*** Opening of TEXT FOR ANALYSIS ***

I put down the car window, only for moments. I am thankful for having moved to Kew Gardens Hills, Queens. Here it’s much less dense. We are close to several communities of Bukharian Jews. Two cross the street while I wait for the light to change. They’re not wearing a mask. Someone yells at them, Put your f *** ng masks on! I raise the window.
E Pluribus Unum, says a huge bronze plaque at the entrance to the Midtown Tunnel. In diversity, one. The phrase, which appears on the United States seal designed by Charles Thompson, refers to the federal nature of the original 13 states, part of one same nation. It hangs from the beak of the bald eagle.
I cross the East River under the tunnel. Back in Manhattan, I take the FDR, as the Franklin Delano Roosevelt Freeway, which borders the East River, is called. E Pluribus Unum. The ironies of life. What would Roosevelt, the New Yorker who brought this country forward in the midst of the stock market crisis of the 1930s, and whose mandate coincided with World War II, do in the face of the pandemic? He who in the midst of the chaos implemented true policies in favor of plures; who promoted replacing ultra-liberalism for the welfare state, with social security programs such as retirement, the right to unions, the 40-hour work week, and the minimum wage….
Obama has referred to the White House response to the coronavirus as an “absolute chaotic mess.” As I enter the epicenter, I think of him and Roosevelt. I can’t help but think of Trump and the governors who are irresponsibly calling for reopening states against the grain of common sense. Not to mention science. I think of the women in the Southwest, who annoyed, are screaming out for their beauty salons to open. Of the nonconformists of Michigan, those who come to the municipality with their combat weapons to “liberate themselves” from the “oppressive government.” Of those annoyed because they have to wear masks. I think of Lisa, a nurse at NYU Hospital, who has to go to a hotel to sleep, separated from her six-month-old son, for fear of contagion. E Pluribus Unum. Unfortunately, no.
Manhattan is a ghost city. Few cars. Few people. Much sadness.
I go through some streets of a residential neighborhood. The sun seems to ripen the buildings. A couple of joggers pass by.
I continue through Times Squares. I barely stop; I barely breathe. I pass a Cafe. Reflections in the store windows. Everything dark. New York looks like Comala.

*** Close of TEXT FOR ANALYSIS ***

YOUR ASSIGNMENT — Resume the account of driving through New York during the pandemic, picking up right after its final sentence above.

*** Opening of SUPPLIED INFORMATION ***

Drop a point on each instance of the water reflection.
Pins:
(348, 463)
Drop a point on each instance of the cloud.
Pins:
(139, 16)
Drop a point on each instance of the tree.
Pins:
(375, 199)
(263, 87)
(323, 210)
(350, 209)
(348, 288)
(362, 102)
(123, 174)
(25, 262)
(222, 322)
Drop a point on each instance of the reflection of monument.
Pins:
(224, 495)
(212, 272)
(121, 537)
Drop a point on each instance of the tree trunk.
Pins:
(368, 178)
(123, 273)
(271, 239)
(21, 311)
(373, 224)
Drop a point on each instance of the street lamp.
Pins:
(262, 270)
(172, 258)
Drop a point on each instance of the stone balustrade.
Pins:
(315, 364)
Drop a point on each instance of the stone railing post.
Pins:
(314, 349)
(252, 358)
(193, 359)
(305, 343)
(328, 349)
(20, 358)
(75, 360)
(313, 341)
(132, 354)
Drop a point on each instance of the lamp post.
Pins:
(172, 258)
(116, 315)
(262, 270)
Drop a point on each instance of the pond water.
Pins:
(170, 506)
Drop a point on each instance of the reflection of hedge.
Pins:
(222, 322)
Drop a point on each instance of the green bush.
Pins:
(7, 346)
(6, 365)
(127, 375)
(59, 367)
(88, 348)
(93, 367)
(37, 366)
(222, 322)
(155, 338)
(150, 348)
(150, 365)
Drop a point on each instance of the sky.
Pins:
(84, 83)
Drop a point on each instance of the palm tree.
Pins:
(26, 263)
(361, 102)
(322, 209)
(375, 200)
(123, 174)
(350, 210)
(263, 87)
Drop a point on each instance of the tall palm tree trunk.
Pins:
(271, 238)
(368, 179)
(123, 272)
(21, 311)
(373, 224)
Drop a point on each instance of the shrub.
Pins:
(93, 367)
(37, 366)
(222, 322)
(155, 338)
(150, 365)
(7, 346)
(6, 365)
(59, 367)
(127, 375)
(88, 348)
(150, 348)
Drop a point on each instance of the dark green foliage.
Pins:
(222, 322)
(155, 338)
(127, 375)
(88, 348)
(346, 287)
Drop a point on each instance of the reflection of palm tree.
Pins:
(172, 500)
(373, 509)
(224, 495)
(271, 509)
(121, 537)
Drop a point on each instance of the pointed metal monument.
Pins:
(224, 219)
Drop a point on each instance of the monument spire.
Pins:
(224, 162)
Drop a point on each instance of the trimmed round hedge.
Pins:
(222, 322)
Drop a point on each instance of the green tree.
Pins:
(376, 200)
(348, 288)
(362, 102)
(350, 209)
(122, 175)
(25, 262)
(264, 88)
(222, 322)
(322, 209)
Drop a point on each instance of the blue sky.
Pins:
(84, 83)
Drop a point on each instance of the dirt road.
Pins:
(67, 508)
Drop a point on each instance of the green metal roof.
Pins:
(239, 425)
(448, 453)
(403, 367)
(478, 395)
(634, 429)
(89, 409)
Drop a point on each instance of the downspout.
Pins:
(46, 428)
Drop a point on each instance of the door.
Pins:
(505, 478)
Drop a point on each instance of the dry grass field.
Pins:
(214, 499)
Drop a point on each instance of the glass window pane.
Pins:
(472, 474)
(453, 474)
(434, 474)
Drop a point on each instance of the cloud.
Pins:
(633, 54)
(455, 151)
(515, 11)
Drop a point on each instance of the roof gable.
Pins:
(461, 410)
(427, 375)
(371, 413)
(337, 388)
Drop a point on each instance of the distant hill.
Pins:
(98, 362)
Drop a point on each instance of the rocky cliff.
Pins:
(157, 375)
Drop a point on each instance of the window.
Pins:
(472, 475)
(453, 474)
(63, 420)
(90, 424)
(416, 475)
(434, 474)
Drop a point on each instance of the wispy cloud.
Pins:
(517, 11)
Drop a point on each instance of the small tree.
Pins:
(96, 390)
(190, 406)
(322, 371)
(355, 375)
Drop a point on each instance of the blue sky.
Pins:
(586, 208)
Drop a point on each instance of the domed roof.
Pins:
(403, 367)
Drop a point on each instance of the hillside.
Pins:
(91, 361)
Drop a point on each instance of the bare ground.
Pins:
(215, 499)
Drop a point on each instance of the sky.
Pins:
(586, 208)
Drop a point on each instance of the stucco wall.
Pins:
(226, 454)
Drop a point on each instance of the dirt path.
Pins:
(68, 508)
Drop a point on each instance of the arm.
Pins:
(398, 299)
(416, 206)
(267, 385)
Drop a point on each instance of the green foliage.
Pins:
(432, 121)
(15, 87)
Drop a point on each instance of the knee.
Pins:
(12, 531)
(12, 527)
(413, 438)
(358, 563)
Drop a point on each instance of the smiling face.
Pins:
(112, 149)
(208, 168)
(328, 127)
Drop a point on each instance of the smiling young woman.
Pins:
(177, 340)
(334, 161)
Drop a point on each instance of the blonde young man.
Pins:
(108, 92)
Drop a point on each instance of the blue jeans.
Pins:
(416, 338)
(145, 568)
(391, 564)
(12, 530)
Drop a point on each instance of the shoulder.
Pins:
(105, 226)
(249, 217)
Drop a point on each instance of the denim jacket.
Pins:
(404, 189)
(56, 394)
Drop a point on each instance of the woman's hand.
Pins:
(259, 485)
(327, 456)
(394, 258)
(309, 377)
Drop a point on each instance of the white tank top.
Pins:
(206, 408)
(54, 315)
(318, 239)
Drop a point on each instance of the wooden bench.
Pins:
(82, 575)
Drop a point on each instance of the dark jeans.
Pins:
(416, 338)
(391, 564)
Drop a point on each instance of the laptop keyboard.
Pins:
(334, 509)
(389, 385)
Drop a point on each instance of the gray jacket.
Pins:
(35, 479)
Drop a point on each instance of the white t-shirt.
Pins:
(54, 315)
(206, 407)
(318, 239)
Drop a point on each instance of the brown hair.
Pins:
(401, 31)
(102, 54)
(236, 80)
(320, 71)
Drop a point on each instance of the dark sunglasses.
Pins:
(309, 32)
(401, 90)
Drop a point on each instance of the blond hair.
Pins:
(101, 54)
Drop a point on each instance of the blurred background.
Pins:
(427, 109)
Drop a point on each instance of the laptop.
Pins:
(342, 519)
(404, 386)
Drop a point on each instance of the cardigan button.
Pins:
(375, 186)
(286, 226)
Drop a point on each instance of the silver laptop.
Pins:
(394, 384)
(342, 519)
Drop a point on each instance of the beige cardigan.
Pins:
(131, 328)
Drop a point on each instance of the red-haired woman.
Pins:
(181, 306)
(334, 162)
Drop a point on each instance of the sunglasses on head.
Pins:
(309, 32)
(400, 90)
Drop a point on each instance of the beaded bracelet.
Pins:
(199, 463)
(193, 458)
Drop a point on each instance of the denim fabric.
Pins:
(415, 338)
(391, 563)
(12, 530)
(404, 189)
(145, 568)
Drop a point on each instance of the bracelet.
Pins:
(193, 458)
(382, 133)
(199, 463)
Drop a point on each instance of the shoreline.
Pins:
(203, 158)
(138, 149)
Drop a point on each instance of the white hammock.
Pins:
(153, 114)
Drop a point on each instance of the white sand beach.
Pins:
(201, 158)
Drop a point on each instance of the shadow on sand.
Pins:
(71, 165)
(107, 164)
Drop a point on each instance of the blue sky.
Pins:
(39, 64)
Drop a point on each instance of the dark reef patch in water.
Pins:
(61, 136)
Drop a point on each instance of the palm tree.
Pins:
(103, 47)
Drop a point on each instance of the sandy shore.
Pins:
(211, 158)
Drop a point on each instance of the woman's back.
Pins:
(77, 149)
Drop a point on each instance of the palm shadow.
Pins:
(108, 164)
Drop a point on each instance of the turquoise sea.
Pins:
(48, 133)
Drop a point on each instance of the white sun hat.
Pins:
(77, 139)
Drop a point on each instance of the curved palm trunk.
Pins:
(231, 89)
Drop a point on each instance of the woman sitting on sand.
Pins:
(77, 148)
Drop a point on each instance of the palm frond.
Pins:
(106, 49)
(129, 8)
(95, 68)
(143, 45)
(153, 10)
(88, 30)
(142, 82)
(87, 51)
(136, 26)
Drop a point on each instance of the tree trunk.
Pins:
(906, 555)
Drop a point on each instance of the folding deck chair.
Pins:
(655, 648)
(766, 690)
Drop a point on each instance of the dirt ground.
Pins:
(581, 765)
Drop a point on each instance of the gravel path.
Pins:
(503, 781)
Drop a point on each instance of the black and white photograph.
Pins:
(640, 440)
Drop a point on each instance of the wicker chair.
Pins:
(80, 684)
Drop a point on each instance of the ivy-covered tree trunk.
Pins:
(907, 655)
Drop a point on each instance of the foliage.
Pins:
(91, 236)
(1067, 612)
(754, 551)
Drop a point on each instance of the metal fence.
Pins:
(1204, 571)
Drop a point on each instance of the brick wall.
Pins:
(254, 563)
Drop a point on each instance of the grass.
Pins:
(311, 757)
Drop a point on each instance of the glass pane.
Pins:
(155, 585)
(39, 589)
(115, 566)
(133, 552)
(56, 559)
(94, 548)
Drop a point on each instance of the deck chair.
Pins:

*** Close of SUPPLIED INFORMATION ***

RESPONSE AREA —
A delivery boy is about to start his pizza delivery rounds. The “essential workers” are today the kings of the city streets. Finally, the streets are theirs. Not a taxi driver yells at them. Not even a bus driver harasses them.
I digress, heading to the Lower East Side. I stop by a sidewalk to answer a call. After a while, a commotion begins. I realize it is 7 pm. I hang up and try to catch every second. I realize that I’m close to the Presbyterian Hospital. Casseroles, whistles, cowbells. Sounds without faces. Chilling. Beautiful. I cry. E Pluribus Unum.
On the way back, I pass through Jackson Heights, my old neighborhood. A couple of weeks ago my ex-neighbors organized a food drive for the undocumented. At first I thought of passing by the Elmhurst Hospital, where they have a truck to refrigerate the bodies of the deceased. I don’t dare.
I arrive home. I process. I check my e-mail. A few days ago I asked my friend Nadia to tell me what she missed most about New York. Her answer comes in today: “I miss my always vibrant city, the heterogeneity of my people, the music in the streets, art in any of its forms surprising me on every corner, the voices of the boys playing in the squares, the feat of choosing a different restaurant every week, the dancers on the subway, walking and discovering new things, the complicity in the spontaneous interaction between strangers, the audacity of New Yorkers of being and showing how they are sung.… The colors, the flavors, the smells, the sounds, the constant discovery of different places.… “
And I, although I’m not far away today, also miss that New York.